■ **Explore the material**
1. Copy the bereavement leave text from "Research by bereavement" to "benefits system post-bereavement.".
2. For each statement, say yes or no depending on whether it agrees with the bereavement leave text, and quote the words from the bereavement leave text that decide it. (a) UK employers are legally required to grant bereavement leave to parents who have lost a child under 18. (b) The coalition wants grieving employees to be given one week of leave. (c) CIPD research found that 54% of employees say their organization has a bereavement policy or bereavement support.
3. Please resume the bereavement leave text after its last sentence and carry it further.

■ **Exercise passage**
Calls for mandatory bereavement leave
Currently, in the UK there is no legal requirement for employers to grant bereavement leave, except for parents who have lost a child under 18-years-old. It is otherwise entirely at the employer’s discretion.
The coalition is calling for all employees to be given two weeks’ leave if they are grieving the loss of a close relative or partner.
Research by bereavement charity Sue Ryder conducted in October found that in the past 12 months, 7.9 million people in employment (24% of all employees) experienced a bereavement.
Economic research conducted by Sue Ryder has found that grief experienced by employees who have lost a loved one costs the UK economy £23bn a year and costs HM Treasury nearly £8bn a year, through reduced tax revenues and increased use of NHS and social care resources.
Sue Ryder research suggests that investing in adequate bereavement leave and support may result in initial short-term costs. However, this would lead to a significant saving for the UK economy and the Treasury in the long-term, through reduced staff absence, higher employee productivity and a lesser reliance on the health and benefits system post-bereavement.
Research by the Chartered Institute of Personnel and Development (CIPD) found that only 54% of employees say that their organisation has a bereavement policy or any bereavement support in place. Consequently, almost half of all employees are unable to take a single day to grieve the loss of a partner or relative, without fearing implications for their job security.
In light of the coronavirus pandemic, Sue Ryder and the coalition, which includes senior MPs and representatives from Hospice UK, Cruse Bereavement Care, Siemens plc, and the Royal College of Physicians, are calling for mandatory bereavement leave.
The group has written to the secretary of state for business, energy and industrial strategy Kwasi Kwarteng, urging for a change in policy to provide security for those who are grieving the loss of a relative or partner.

■ **Raw data**
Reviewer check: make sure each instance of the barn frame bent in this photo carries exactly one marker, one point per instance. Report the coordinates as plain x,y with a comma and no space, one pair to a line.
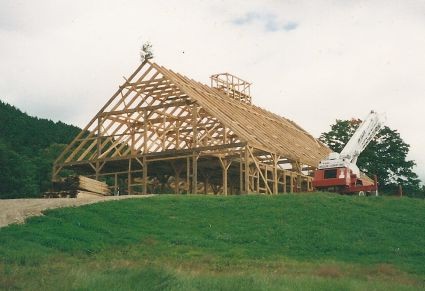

■ **Task-by-task results**
1.
Research by bereavement charity Sue Ryder conducted in October found that in the past 12 months, 7.9 million people in employment (24% of all employees) experienced a bereavement.
Economic research conducted by Sue Ryder has found that grief experienced by employees who have lost a loved one costs the UK economy £23bn a year and costs HM Treasury nearly £8bn a year, through reduced tax revenues and increased use of NHS and social care resources.
Sue Ryder research suggests that investing in adequate bereavement leave and support may result in initial short-term costs. However, this would lead to a significant saving for the UK economy and the Treasury in the long-term, through reduced staff absence, higher employee productivity and a lesser reliance on the health and benefits system post-bereavement.

2.
(a) Yes: "except for parents who have lost a child under 18-years-old"
(b) No: "two weeks’ leave"
(c) Yes: "only 54% of employees say that their organisation has a bereavement policy or any bereavement support in place"

3.
Heidi Travis, chief executive at Sue Ryder, said: “We were disappointed that in a recent House of Commons debate on the issue, a government minister stated that people who are grieving for their loved ones are already entitled to take up to 5.6 weeks of annual leave a year, which could be used if their employer does not permit bereavement leave.
“Bereavement is not a holiday. Moreover, it is often the lower paid and those in less secure employment who are unable to take time off to start processing their pain – they may not have the option of flexible working, cannot call in sick and unpaid leave is not a viable alternative.
“Coronavirus has already led to an increase in bereavement across the UK, devastating thousands of families. At this time of national crisis, introducing a more compassionate approach to bereavement leave is paramount.
“We are urging the government to reconsider its stance and introduce two weeks statutory paid bereavement leave when a person is grieving the loss of a close relative or partner. Not only would this improve how, as a society, we approach an issue that will affect almost all of us, but it would also address the financial impact of unresolved grief.”
Carl Ennis, UK CEO of Siemens plc, said: “As the government looks to ‘Build Back Better’, we believe that introducing statutory bereavement leave for an immediate family member or partner is a clear example of a bold, compassionate, and caring commitment to UK workers, particularly after the devastating year we had in 2020.”